• **Raw data**:
++++++
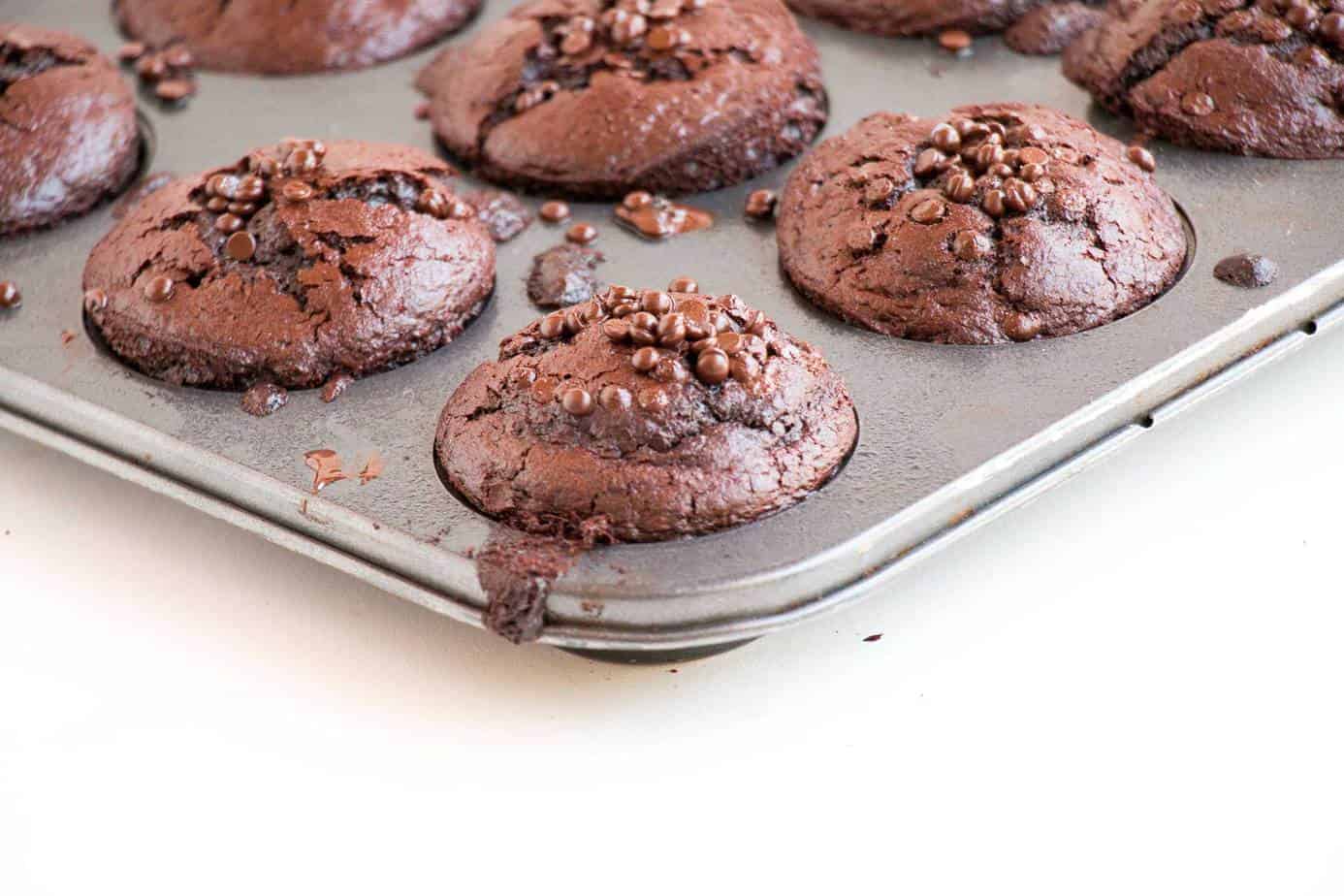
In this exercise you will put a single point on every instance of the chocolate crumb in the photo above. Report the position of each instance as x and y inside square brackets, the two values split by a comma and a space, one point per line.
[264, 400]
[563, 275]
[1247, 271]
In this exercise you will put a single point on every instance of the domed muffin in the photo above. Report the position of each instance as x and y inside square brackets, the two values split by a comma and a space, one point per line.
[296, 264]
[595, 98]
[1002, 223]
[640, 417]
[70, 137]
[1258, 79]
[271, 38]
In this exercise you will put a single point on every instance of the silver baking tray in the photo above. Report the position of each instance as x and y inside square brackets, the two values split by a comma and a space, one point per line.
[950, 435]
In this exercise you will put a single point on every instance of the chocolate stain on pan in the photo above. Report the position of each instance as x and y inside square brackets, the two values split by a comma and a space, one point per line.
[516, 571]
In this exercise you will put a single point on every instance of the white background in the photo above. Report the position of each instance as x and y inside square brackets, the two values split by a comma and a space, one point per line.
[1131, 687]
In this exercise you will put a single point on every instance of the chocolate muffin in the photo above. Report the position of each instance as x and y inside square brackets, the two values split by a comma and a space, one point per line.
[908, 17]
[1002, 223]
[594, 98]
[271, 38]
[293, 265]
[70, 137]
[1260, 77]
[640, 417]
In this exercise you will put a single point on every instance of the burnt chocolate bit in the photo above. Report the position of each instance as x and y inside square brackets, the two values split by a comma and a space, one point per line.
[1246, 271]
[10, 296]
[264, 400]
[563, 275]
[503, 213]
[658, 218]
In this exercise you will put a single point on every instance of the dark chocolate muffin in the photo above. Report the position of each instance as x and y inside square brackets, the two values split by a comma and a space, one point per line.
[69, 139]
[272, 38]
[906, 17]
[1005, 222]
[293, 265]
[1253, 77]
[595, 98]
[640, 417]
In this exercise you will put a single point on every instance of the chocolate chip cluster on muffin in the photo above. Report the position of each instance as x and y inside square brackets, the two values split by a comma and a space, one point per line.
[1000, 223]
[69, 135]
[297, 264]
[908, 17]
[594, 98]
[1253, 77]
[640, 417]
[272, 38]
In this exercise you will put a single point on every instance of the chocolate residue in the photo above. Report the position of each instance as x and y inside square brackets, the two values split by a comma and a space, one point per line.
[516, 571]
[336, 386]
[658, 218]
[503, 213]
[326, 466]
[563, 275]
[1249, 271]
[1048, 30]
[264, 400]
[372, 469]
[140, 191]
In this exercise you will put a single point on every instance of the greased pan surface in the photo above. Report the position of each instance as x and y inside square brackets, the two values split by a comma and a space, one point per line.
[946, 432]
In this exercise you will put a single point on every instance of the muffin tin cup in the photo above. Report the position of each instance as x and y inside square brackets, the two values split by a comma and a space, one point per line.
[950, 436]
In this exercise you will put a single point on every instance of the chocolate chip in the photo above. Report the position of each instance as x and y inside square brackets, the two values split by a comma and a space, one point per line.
++++++
• **Directions for this task**: Please quote exactly the lines from the one containing "of the greased" through the last line of the records above, both included, and nothing else.

• **Reply**:
In this exercise you will put a single point on every instance of the greased pan surface in the photo above. Report the position of each instance as x and y inside square brackets, the two values split by a comma and a space, one point per line.
[946, 432]
In this exercise you will put a single point on every instance of the muffin tin cup in the photo above. Report the position of each instance as x and y inside square brackets, the two values split by a comma and a space, one point per line.
[950, 436]
In this exercise you will put a single point on every instance of the chocolate chip in the photo above. Report the position of each instance as x and y inside square brackets, the two values split by a comma and a space, one point per line.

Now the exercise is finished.